Task inputs START

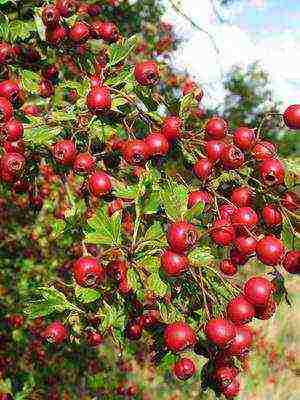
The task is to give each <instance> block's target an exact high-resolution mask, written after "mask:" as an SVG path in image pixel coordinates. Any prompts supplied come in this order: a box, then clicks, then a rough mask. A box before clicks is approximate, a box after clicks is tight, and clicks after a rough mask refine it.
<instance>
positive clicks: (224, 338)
mask: <svg viewBox="0 0 300 400" xmlns="http://www.w3.org/2000/svg"><path fill="white" fill-rule="evenodd" d="M205 334H206V336H207V339H208V340H209V341H210V342H212V343H214V344H215V345H217V346H219V347H226V346H228V345H229V344H230V343H231V342H232V340H233V338H234V337H235V334H236V328H235V326H234V324H233V323H232V322H230V321H228V320H227V319H222V318H219V319H211V320H209V321H208V322H207V324H206V326H205Z"/></svg>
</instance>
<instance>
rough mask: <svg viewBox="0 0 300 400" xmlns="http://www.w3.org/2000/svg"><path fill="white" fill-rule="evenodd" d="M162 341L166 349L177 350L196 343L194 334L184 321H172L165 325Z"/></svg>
mask: <svg viewBox="0 0 300 400" xmlns="http://www.w3.org/2000/svg"><path fill="white" fill-rule="evenodd" d="M164 342H165V345H166V347H167V348H168V350H171V351H174V352H178V351H182V350H184V349H186V348H187V347H189V346H193V345H194V344H195V343H196V335H195V332H194V331H193V329H192V328H191V327H190V326H189V325H188V324H186V323H185V322H173V323H171V324H169V325H167V327H166V329H165V331H164Z"/></svg>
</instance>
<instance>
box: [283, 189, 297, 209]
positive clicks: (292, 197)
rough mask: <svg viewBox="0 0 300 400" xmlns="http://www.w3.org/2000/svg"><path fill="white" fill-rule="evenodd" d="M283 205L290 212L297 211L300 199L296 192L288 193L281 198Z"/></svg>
mask: <svg viewBox="0 0 300 400" xmlns="http://www.w3.org/2000/svg"><path fill="white" fill-rule="evenodd" d="M281 204H282V205H283V207H285V208H287V209H288V210H290V211H297V210H298V208H299V207H300V197H299V196H298V195H297V193H295V192H286V193H285V194H284V195H283V196H282V198H281Z"/></svg>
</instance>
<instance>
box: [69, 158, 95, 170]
mask: <svg viewBox="0 0 300 400" xmlns="http://www.w3.org/2000/svg"><path fill="white" fill-rule="evenodd" d="M95 164H96V160H95V158H94V157H93V156H92V154H90V153H79V154H77V156H76V158H75V161H74V165H73V168H74V171H75V172H78V173H86V172H91V171H92V170H93V169H94V168H95Z"/></svg>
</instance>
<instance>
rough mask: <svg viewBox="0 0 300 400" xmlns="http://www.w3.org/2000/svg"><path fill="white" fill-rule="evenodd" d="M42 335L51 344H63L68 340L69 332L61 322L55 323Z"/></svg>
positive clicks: (55, 322)
mask: <svg viewBox="0 0 300 400" xmlns="http://www.w3.org/2000/svg"><path fill="white" fill-rule="evenodd" d="M42 335H43V337H44V338H45V339H46V340H47V341H48V342H50V343H54V344H61V343H62V342H64V341H65V340H66V338H67V336H68V332H67V329H66V328H65V326H64V325H63V324H62V323H61V322H59V321H54V322H52V324H50V325H48V326H47V328H46V329H45V330H44V332H43V333H42Z"/></svg>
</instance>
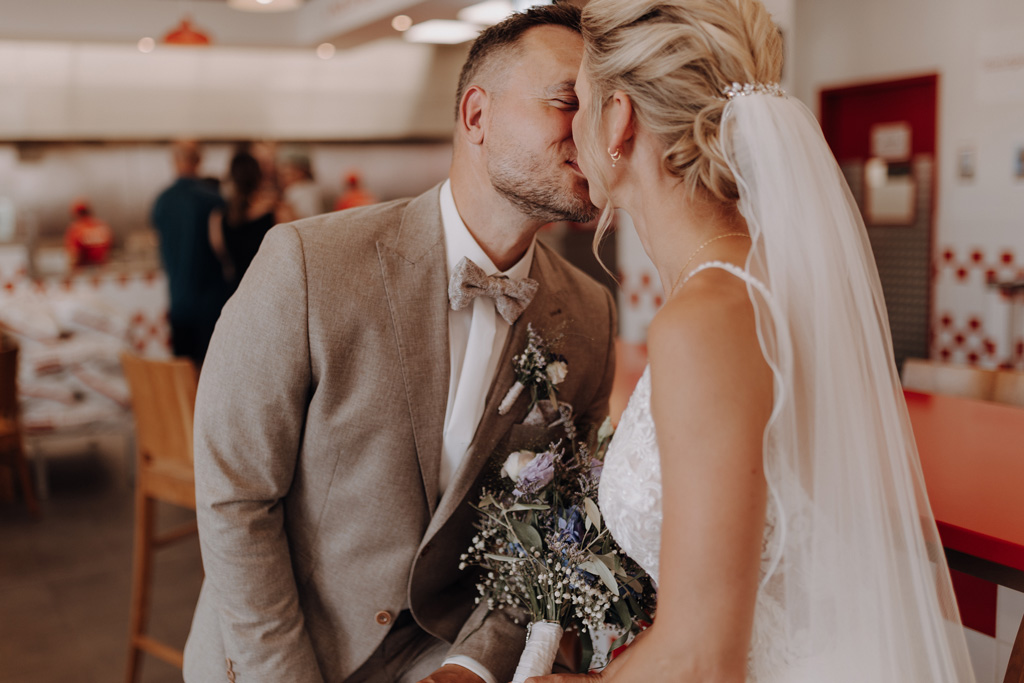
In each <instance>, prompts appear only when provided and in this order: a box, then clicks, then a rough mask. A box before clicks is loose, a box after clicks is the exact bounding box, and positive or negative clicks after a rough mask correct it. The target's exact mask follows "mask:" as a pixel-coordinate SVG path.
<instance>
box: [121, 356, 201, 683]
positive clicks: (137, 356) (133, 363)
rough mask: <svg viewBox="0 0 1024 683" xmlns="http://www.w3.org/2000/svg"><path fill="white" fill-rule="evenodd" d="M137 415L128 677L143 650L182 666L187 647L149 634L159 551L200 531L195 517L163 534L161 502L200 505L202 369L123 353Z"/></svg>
mask: <svg viewBox="0 0 1024 683" xmlns="http://www.w3.org/2000/svg"><path fill="white" fill-rule="evenodd" d="M121 365H122V366H123V367H124V371H125V378H126V379H127V380H128V388H129V389H130V390H131V396H132V410H133V412H134V415H135V441H136V461H135V462H136V469H135V539H134V551H133V557H132V587H131V625H130V634H129V643H128V668H127V675H126V680H127V681H128V683H133V682H134V681H136V680H137V677H138V674H139V665H140V664H141V654H142V653H143V652H145V653H148V654H153V655H155V656H157V657H160V658H161V659H163V660H164V661H167V663H170V664H172V665H174V666H176V667H178V668H179V669H180V668H181V667H182V660H183V652H182V650H181V649H177V648H174V647H172V646H170V645H168V644H166V643H163V642H160V641H158V640H156V639H154V638H152V637H150V636H147V635H146V633H145V630H146V623H147V617H148V608H150V588H151V585H152V581H153V556H154V552H155V551H156V550H157V549H159V548H161V547H163V546H166V545H167V544H169V543H173V542H175V541H179V540H181V539H184V538H187V537H188V536H190V535H193V533H196V532H197V531H198V528H197V525H196V522H190V523H187V524H184V525H181V526H179V527H177V528H174V529H172V530H170V531H167V532H165V533H162V535H158V533H157V530H156V503H157V501H162V502H165V503H170V504H173V505H177V506H180V507H183V508H188V509H191V510H195V509H196V477H195V475H194V473H193V441H191V438H193V415H194V413H195V410H196V385H197V379H198V377H197V375H198V373H197V372H196V368H195V366H193V364H191V361H190V360H187V359H181V358H175V359H173V360H152V359H146V358H141V357H139V356H137V355H133V354H131V353H122V355H121Z"/></svg>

Task inputs END

_Exercise description:_ Copy out each line above that contains the word "positive".

_Output below:_
positive clicks: (224, 338)
positive clicks: (292, 197)
positive clicks: (55, 322)
In each <instance>, prompts appear only when provided and in this order: a box, then clicks, then a rough mask. A box before clicks is loose, a box after clicks is the exact bounding box, and positive or negative clicks after a rough mask correct it. The target's exact mask follows "mask:" as a pixel-coordinate SVG path.
positive clicks: (137, 356) (133, 363)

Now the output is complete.